Pointing dataset excerpts:
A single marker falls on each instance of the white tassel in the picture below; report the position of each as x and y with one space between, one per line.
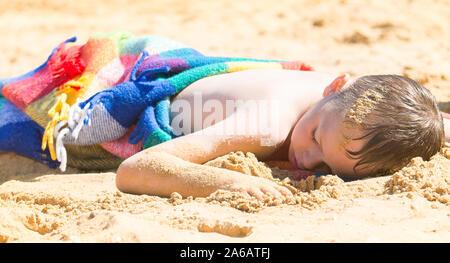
58 127
80 123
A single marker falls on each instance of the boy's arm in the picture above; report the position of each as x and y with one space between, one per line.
175 166
447 129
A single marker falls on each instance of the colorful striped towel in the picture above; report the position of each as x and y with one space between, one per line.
93 105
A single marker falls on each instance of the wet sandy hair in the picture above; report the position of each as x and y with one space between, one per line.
399 120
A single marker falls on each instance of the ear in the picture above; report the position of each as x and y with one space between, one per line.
337 85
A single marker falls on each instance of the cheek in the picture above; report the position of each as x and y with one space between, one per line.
297 138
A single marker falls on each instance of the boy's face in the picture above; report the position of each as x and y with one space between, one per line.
318 143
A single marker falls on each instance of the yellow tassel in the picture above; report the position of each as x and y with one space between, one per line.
58 112
67 95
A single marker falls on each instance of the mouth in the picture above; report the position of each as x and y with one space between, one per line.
294 162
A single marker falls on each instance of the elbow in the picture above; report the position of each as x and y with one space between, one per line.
125 176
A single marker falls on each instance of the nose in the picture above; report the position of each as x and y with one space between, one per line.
313 159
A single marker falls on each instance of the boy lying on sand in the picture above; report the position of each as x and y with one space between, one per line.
370 125
108 99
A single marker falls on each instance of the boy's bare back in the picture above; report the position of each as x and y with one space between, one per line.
175 166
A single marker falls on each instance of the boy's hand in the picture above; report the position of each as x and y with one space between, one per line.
258 187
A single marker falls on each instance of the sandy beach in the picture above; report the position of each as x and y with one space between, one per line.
410 38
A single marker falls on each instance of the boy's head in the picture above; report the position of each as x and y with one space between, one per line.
373 126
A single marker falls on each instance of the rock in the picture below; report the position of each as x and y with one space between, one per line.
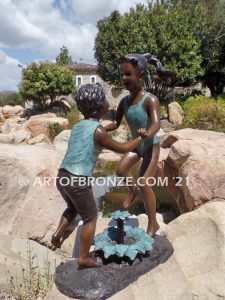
175 113
198 240
41 138
167 126
25 198
39 124
101 283
11 111
6 138
2 118
20 136
194 165
61 140
17 254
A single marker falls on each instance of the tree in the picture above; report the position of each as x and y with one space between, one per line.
44 81
209 28
64 58
163 31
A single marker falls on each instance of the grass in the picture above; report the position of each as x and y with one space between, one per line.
35 283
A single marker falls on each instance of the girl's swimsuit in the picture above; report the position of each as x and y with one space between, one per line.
137 118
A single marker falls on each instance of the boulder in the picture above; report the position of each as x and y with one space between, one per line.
39 124
30 202
193 162
196 269
176 113
61 140
41 138
20 257
9 111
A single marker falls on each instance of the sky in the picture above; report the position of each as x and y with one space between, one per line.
33 30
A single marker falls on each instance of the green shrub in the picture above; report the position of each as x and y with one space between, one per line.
204 113
72 115
54 129
11 99
35 282
163 111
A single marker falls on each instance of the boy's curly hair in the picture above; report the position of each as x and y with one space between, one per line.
89 99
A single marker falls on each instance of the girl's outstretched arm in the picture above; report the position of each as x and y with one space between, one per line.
103 140
119 115
153 111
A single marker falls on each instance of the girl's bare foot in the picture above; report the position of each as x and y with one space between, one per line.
87 263
132 195
152 229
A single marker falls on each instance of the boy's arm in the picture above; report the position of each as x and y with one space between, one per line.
119 115
103 140
152 107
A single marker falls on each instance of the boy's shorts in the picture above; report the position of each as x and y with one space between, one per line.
80 199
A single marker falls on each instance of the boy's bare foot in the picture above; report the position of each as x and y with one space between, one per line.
152 229
55 243
87 263
130 199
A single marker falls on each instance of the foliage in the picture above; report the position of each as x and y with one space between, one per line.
72 115
64 58
163 31
209 28
44 81
54 129
11 99
204 113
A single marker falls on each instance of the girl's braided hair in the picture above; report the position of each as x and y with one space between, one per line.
141 61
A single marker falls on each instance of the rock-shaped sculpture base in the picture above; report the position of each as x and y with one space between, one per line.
103 282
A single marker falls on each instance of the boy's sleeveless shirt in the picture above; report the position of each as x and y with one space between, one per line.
81 154
137 118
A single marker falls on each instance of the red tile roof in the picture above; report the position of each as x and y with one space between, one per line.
82 67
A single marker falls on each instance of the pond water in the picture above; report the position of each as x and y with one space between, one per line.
110 198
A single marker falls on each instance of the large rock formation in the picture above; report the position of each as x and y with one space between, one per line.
196 268
193 161
30 207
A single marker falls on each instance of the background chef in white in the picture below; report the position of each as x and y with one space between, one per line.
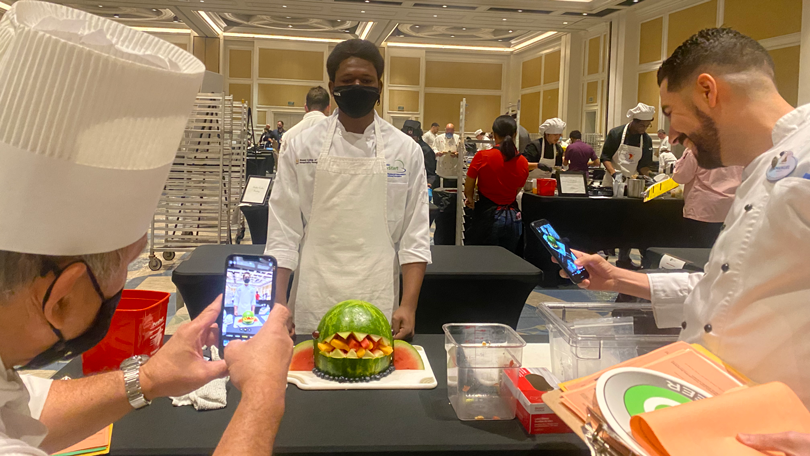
350 204
63 264
750 307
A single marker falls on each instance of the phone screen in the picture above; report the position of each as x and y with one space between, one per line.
249 296
561 252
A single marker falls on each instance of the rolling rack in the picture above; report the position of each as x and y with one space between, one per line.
200 201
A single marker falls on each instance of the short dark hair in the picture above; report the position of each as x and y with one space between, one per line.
318 99
361 49
723 49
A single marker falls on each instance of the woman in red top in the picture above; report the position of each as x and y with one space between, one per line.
500 174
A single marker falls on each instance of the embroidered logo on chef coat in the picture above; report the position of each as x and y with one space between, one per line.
781 166
396 169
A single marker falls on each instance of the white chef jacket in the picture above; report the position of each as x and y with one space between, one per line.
430 139
310 119
751 307
407 206
21 401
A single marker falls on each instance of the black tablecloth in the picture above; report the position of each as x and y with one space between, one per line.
463 284
339 422
695 259
592 224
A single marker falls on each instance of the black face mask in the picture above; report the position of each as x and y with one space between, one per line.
356 101
69 349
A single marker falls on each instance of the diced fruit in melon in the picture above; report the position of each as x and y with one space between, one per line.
406 357
339 344
303 356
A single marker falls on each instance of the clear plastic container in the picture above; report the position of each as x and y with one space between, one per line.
588 337
479 356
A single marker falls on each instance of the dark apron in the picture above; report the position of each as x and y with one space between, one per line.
494 224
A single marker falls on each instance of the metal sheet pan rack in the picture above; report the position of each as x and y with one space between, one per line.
200 201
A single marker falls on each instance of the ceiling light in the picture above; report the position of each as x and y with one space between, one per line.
281 37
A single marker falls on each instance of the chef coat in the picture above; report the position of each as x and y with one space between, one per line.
291 199
750 307
21 401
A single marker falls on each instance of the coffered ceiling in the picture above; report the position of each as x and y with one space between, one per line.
494 23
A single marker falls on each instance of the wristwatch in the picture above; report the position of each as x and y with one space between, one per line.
131 367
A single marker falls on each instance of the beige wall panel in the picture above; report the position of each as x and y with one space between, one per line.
786 61
686 23
530 111
408 99
593 56
443 108
551 68
463 75
240 92
289 64
531 73
760 20
404 71
651 36
240 63
592 92
280 95
648 93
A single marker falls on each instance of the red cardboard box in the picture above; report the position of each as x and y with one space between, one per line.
529 387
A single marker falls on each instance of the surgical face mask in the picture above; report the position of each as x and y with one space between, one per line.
69 349
355 100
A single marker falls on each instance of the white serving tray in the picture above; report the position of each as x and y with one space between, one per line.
399 379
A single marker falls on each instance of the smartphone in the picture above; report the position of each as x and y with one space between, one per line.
559 250
248 298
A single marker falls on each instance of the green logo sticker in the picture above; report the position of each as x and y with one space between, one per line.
647 398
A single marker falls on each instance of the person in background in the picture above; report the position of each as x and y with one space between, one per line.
708 196
664 144
666 161
544 153
61 279
749 307
627 153
446 149
431 135
317 107
349 207
413 128
579 155
500 174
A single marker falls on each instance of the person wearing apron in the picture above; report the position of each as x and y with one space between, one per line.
627 152
350 205
541 164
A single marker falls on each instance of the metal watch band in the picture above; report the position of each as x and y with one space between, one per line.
131 368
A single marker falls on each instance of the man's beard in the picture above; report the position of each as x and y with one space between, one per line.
706 141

(CHALLENGE): Return all the entries word for word, but omit any pictures they contain.

(RESULT OF THE EXERCISE):
A single marker falls on each instance of the white tassel in the picture below; report the position of each as x and y with one space between, one per line.
58 127
80 123
A single marker falls on each instance of the boy's arm in the picture above; report the position of each as x and y with one space between, one per line.
175 166
447 129
A single marker falls on each instance of the colorful striped towel in the picture above; report the position of each as x and y with one space between, one per line.
93 105
A single marker falls on each instance of the wet sandy hair in the picture above; report the position of each as x and y with one space between, one per line.
399 120
A single marker falls on each instance of the ear in the picture above; report the position of each as x and y with one space between, one per line.
337 85
A single marker falls on each instance of the cheek in the picture above; report the position of each as x and y with one space between, one per line.
297 138
A single marker falls on each instance of the boy's face in the picture above; report the position of each as x and y with one space between, one per line.
318 143
A single marker falls on each instance of the yellow tassel in the picture above; report the position of each as x and y with one space between, one per line.
58 112
67 95
A single marker falls on each instance of the mouth in the picture above; report the position of each as x and y with one space between, one per line.
294 162
A single marker falls on each instance of the elbow in the picture above; report the position of each as x and y with one space between, one per line.
125 176
A single marker falls on each instance of the nose in the picture above; report the position of each as x and y with one space between, one per line.
313 159
A single marker falls on each instance of the boy lying on sand in the picture above; report the position of each as x and y with one space between, one per line.
370 125
108 99
A single marker falls on each instance of the boy's bare back in the picture above; report the position of each as x and y with one space between, one per line.
175 166
A single marker falls on each instance of the boy's hand in the picture above; report the position of each as x and y with one space between, one per line.
258 187
A single marker falls on each instance of the sandy beach in the picture above; report the position of each as x and y with one space between, one per line.
410 38
A single marker falls on each instance of the boy's head in the picture above; report the position of each as x and y with one space between, one per line.
373 126
A single marker falls on each instance of the rock in the picture below; report the position of each as x and y with one space between, one per line.
175 113
198 240
41 138
167 126
25 198
39 124
101 283
11 111
6 138
2 118
20 136
194 165
61 140
17 254
A single marker falls on each instance of the tree in the picture above; report the position of each as x and y with one space between, one per line.
44 81
209 28
64 58
163 31
A single marker falls on each instance of the grass in the picture above; report the position of each as x and y with one space between, one per line.
35 283
A single marker falls on each instance of the girl's swimsuit in the picture above; report the position of each as x and y with one space between, one per line.
137 118
A single marker falls on each instance of the boulder in the picture above; report the position of each as x and y with one space between, one per line.
39 124
30 202
193 162
196 269
176 113
61 140
41 138
20 257
9 111
A single marker falls on each instance of the sky in the picture above; report the position of each as x and y with one space between, one per line.
33 30
A single marker falls on each instance of the green shrub in the picture above; report the position of each as x and y with one space between, one per line.
204 113
72 115
54 129
11 99
35 282
163 111
A single marker falls on each instance of the boy's curly hair in the picture above; report the position of each as x and y with one space between, one per line.
89 99
A single marker falls on each instance of the girl's outstretched arm in the picture above; report the position of each as x and y with one space between, one per line.
103 140
119 115
153 111
A single marker falls on each instance of the girl's bare foot in the picture above; report the position of each as x and y with one space between, one per line.
87 263
132 195
152 229
A single marker falls on each instance of the boy's arm in the picture above; report the position of each as x and y with one space between, one per line.
119 115
103 140
152 107
A single marker falls on each instance of the boy's shorts in the picture above; report the position of each as x and y with one space between, one per line.
80 199
A single marker falls on each instance of the boy's bare foot in the picture above; report the position of each as x and y with one space between, one per line.
152 229
55 243
87 263
130 199
A single marker falls on each instance of the foliage in the picture above; report the position of each as x and y with one space between, one per line.
72 115
64 58
163 31
209 28
44 81
54 129
11 99
204 113
A single marker falls on each instance of the girl's braided hair in the picture above; report the position of each as x and y with one space between, one per line.
141 61
A single marker falls on each instance of the rock-shaped sculpture base in the picture above; report the position of each as x and y with one space between, one per line.
103 282
A single marker falls on each instance of the boy's sleeveless shirt in the picture above; report the position of each as x and y with one space between, one per line.
81 154
137 118
A single marker falls on each instance of the red tile roof in the picture above; report the position of each as x and y with one space between, one per line.
82 67
A single marker falls on each instance of the pond water in the picture above; report the position of each as x and y with one space between, one per line.
110 198
A single marker falls on each instance of the large rock formation in the picture above; report the position of each as x and y with one space between, one per line.
196 268
193 161
30 207
A single marker falls on each instance of the background chef in white in the picture below; report the position of each as x and y with one space between, one per line.
350 204
63 264
750 307
A single marker falls on each instance of the phone screen in the picture above; report the position of each as x and y with one space between, one per line.
249 296
561 252
A single marker falls on each instance of the rolling rack in the picture above; report the position of each as x and y with one space between, one per line.
200 201
A single marker falls on each instance of the short dark hair in the picture above; report the position of each as x and y with one space between, one per line.
318 99
361 49
723 49
A single marker falls on each instance of the woman in red top in the picture above; report the position of each as x and y with one space between, one per line.
500 174
A single marker falls on each instance of the embroidered logo on chef coat in the picture above; report the position of each as x and y with one space between, one per line.
781 166
396 169
A single marker falls on each instance of the white chef jacket in the picture above; report the position of each as x and y with one space between, one per line.
430 139
310 119
751 307
407 206
21 401
A single marker falls on each instance of the black tablecloth in the picture above; report the position of each as x and y with one space between, one per line.
463 284
339 422
695 259
592 224
A single marker falls on each instance of the black face mask in the picture above; report the position of each as x and y with one space between, one per line.
356 101
69 349
A single marker falls on each instance of the diced fruit in melon in the picture above; report the position of each as x and y with one space between, one per line.
406 357
339 344
303 356
A single marker falls on each instance of the clear plastic container in the picture above; report the position of each as x and y with one space between, one per line.
588 337
479 356
A single marker falls on each instance of the dark apron in the picture above; report the position of each as x and y with one space between, one per line.
494 224
A single marker falls on each instance of the metal sheet pan rack in the picture above; report the position of each as x and y with one space between, one per line.
200 201
A single marker falls on each instance of the ceiling light in the picture above; report the position of each as x and y with one space between, one per line.
281 37
A single marker falls on each instance of the chef coat in the picture above; report the position of each as x and y with one space between, one per line.
291 199
750 307
21 401
A single marker falls on each instance of the coffered ceiling in the picture above; report the position of each as x and y with one space between, one per line.
494 23
A single marker falls on each instance of the wristwatch in the picture above; report the position of each as x and y with one space between, one per line.
131 367
A single marker falls on each instance of the beige wall panel in the picture above; report the position of each as x and y with one space between, one per line.
786 61
686 23
530 111
408 99
593 56
443 108
551 68
463 75
240 92
289 64
531 73
760 20
404 71
651 36
240 63
592 92
280 95
648 93
A single marker falls on each instance of the red cardboard box in the picture above; report the position of each as x and y with one space between, one per line.
529 387
A single marker falls on each instance of the surgical face mask in the picture above; report the position of each as x and y with one space between, one per line.
69 349
355 100
A single marker falls on each instance of the white serving tray in the picture above; report the position of each as x and y with one space between, one per line.
399 379
A single marker falls on each instance of the smartphone in the picture above; report the position of each as x and y with one space between, one per line.
559 250
248 298
A single marker falls on each instance of the green logo sticker in the picture above; report the position of each as x and y with one space between, one per line.
647 398
A single marker falls on each instance of the person in background in the picture above; report the position of each as x and y with one space between, one per line.
708 196
664 144
666 161
544 153
61 279
749 307
627 153
446 149
431 135
317 107
349 207
413 128
579 155
500 174
A single marker falls on each instance of the person wearing apron in the picture above; report the position of each as x and y with one space between, one per line.
627 152
350 205
541 164
A single marker falls on each instance of the metal watch band in the picture above; report the position of each as x and y with one space between, one per line.
131 368
A single marker falls on each instance of the man's beard in the picture above; report the position of each as x and y with one space between, one per line.
706 141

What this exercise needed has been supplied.